- [EXERCISE DESCRIPTION]: Reproduce the listing below in full and without alteration, apart from its pictures.
BEGIN LISTED ENTRIES
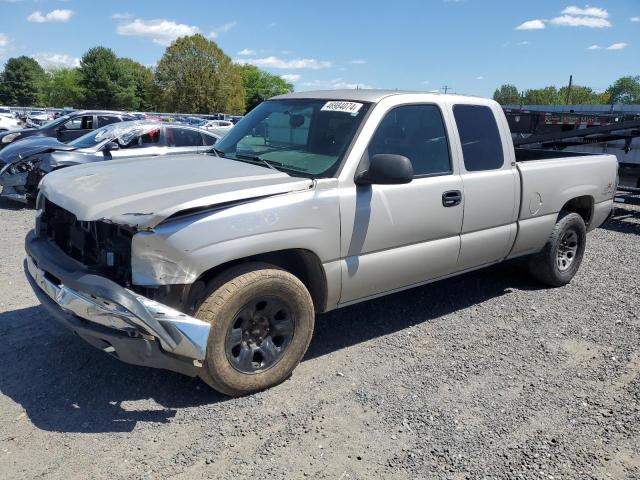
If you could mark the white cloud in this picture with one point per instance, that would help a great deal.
(275, 62)
(52, 16)
(587, 11)
(590, 17)
(573, 21)
(335, 84)
(121, 16)
(4, 43)
(223, 29)
(531, 25)
(56, 60)
(291, 77)
(161, 31)
(617, 46)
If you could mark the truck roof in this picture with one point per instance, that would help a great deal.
(363, 95)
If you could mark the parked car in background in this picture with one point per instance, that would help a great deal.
(218, 270)
(37, 118)
(26, 162)
(67, 127)
(9, 122)
(221, 127)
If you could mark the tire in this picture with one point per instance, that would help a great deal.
(262, 320)
(557, 263)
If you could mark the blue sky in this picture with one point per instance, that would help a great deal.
(472, 46)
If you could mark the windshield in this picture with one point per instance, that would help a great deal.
(94, 138)
(122, 132)
(307, 137)
(56, 122)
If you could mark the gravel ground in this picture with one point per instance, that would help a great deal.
(482, 376)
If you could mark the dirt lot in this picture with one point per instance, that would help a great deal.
(482, 376)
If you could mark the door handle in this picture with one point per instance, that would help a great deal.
(451, 198)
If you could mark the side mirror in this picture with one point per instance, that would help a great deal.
(110, 146)
(387, 169)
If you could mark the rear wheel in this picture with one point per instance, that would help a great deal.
(261, 320)
(559, 260)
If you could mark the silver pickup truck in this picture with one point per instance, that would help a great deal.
(216, 266)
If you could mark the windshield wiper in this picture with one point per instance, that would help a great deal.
(218, 153)
(257, 158)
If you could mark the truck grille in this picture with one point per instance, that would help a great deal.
(101, 247)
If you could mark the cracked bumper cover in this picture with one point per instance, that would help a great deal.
(69, 289)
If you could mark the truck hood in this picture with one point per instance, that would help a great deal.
(141, 193)
(31, 146)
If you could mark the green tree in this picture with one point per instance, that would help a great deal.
(100, 74)
(541, 96)
(625, 90)
(137, 89)
(197, 77)
(63, 88)
(507, 95)
(21, 82)
(260, 85)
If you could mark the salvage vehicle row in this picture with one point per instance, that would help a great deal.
(27, 161)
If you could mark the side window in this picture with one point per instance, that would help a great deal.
(183, 137)
(208, 139)
(147, 140)
(84, 122)
(104, 120)
(480, 137)
(418, 133)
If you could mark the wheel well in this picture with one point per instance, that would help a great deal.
(583, 206)
(302, 263)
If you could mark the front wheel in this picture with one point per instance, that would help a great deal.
(262, 319)
(557, 263)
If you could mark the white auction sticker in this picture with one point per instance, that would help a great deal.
END LISTED ENTRIES
- [ANSWER BELOW]:
If you could mark the white cloud in this picture with one point per instance, that would help a great deal.
(275, 62)
(52, 16)
(587, 11)
(590, 17)
(573, 21)
(335, 84)
(121, 16)
(4, 43)
(223, 29)
(531, 25)
(56, 60)
(291, 77)
(161, 31)
(617, 46)
If you could mark the truck roof in this picture with one point per instance, that would help a great deal.
(363, 95)
If you could mark the parked car in background in this picture with one point per instance, that would help a great deal.
(218, 270)
(37, 118)
(26, 162)
(67, 127)
(9, 122)
(221, 127)
If you could mark the tire in this picture with one point per instance, that would help a great deal.
(262, 320)
(557, 263)
If you could mark the blue sky in this picture with one point per instance, that would help a great deal.
(472, 46)
If you could mark the windshield in this picture with one point per instance, that would help a great deal.
(94, 138)
(122, 132)
(307, 137)
(56, 122)
If you could mark the gravel ground in this picture with one point per instance, that would help a great deal.
(482, 376)
If you could mark the dirt lot in this picture with one point per instance, that would help a great deal.
(482, 376)
If you could mark the door handle in this picture with one point per instance, that would help a great deal.
(451, 198)
If you could mark the side mirror in this picture with one point per instance, that would help a great deal.
(110, 146)
(387, 169)
If you could mark the rear wheel in this picture with one point per instance, that would help a great deal.
(261, 320)
(559, 260)
If you could mark the silver pickup truck in this picture with one point per instance, that would help a great deal.
(216, 266)
If you could mark the windshield wiper in this picture with one point per instance, that would help a great deal.
(218, 153)
(257, 158)
If you could mark the truck grille in this picture with one point per instance, that would help a great deal.
(101, 247)
If you could mark the cracked bumper cover in this picture with one point per instance, that would help a great deal.
(69, 289)
If you could mark the truck hood in this picture with one point per instance, that would help a great deal.
(141, 193)
(31, 146)
If you could mark the green tree in this picture with one point per instance, that would help a great deal.
(100, 74)
(541, 96)
(625, 90)
(137, 89)
(197, 77)
(63, 88)
(507, 95)
(21, 82)
(260, 85)
If you could mark the salvage vehicle row in this picture with one point per instance, that would help a great deal.
(27, 161)
If you could mark the side window in this picture with one point per instance, that would help a great deal.
(183, 137)
(208, 139)
(147, 140)
(84, 122)
(104, 120)
(480, 137)
(418, 133)
If you could mark the wheel well in this picture with one point per instance, that would help a great deal.
(583, 206)
(302, 263)
If you could mark the front wheel in this picture with one point per instance, that would help a great deal.
(262, 319)
(557, 263)
If you could mark the white auction sticker in this picture with one point per instance, that would help a great deal.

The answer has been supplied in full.